◆ TO BE DONE:
Copy everything from the line containing "get_box(white suv license plate)" down to the line containing "[0,139,400,250]", swapping "traffic light" for "traffic signal" and leaving all else as it is.

◆ DATASET:
= = = = =
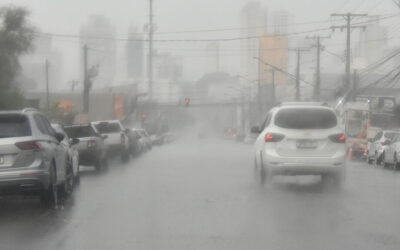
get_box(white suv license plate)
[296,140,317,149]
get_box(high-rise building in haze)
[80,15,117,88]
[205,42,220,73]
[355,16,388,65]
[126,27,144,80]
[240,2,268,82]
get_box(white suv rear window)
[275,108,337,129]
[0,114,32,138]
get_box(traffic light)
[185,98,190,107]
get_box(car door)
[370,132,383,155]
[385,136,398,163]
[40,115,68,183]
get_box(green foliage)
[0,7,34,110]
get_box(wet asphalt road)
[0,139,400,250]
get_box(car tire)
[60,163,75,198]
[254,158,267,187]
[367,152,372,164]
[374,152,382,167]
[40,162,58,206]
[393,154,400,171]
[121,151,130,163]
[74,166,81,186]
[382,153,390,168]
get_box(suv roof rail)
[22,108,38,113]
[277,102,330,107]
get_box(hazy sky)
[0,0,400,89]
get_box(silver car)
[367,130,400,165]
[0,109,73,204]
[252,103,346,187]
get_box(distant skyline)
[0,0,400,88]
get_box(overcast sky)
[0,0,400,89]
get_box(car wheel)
= = = = =
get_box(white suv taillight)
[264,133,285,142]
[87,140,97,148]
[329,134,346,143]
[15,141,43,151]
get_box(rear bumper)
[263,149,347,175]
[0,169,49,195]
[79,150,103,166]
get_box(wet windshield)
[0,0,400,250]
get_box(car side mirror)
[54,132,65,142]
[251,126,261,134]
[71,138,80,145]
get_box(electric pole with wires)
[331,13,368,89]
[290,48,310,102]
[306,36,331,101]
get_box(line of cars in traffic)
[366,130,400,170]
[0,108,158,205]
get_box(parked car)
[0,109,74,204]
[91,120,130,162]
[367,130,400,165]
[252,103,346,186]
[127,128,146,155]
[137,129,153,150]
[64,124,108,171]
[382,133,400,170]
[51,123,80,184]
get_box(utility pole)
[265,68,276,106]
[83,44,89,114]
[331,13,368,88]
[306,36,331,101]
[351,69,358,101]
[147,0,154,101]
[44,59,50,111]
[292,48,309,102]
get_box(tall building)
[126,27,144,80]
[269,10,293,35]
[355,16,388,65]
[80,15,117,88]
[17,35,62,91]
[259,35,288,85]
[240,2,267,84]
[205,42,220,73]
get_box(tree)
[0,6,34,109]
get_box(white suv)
= = = = =
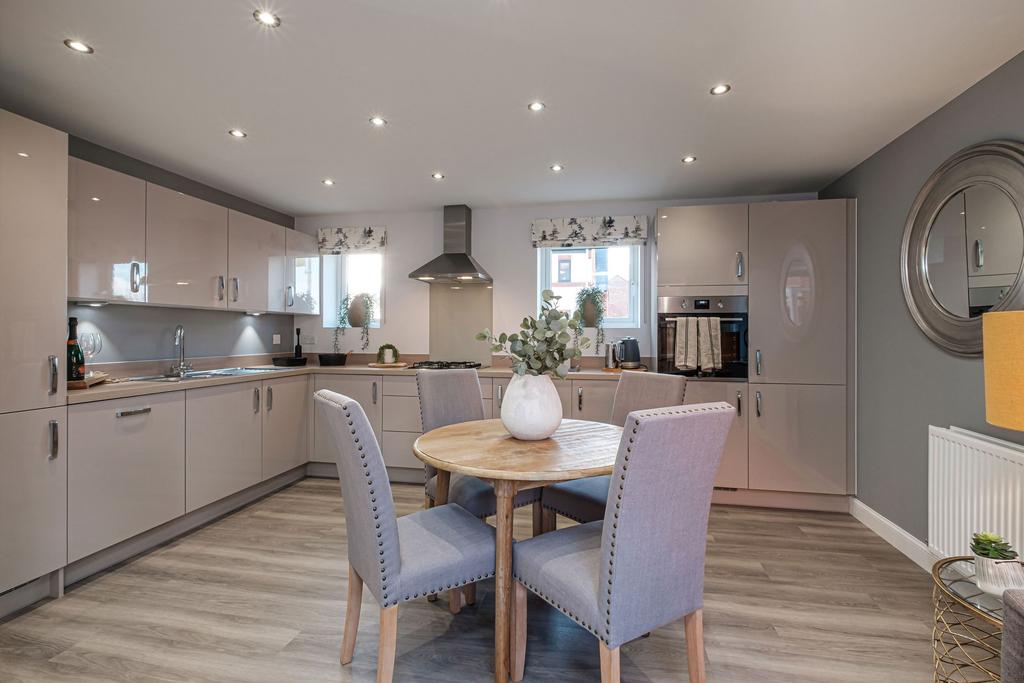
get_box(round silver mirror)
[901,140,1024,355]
= = = = =
◆ ANSWER TO THE PROBLEM:
get_box(white suv license plate)
[296,140,317,149]
get_box(high-rise building in haze)
[80,15,117,88]
[205,42,220,73]
[355,16,388,65]
[126,27,144,80]
[240,2,268,82]
get_box(white suv rear window)
[275,108,337,129]
[0,114,32,138]
get_box(traffic signal)
[185,98,190,107]
get_box(car door)
[370,132,383,155]
[385,136,398,163]
[40,115,68,183]
get_box(green foliage)
[0,7,34,110]
get_box(wet asphalt road)
[0,139,400,250]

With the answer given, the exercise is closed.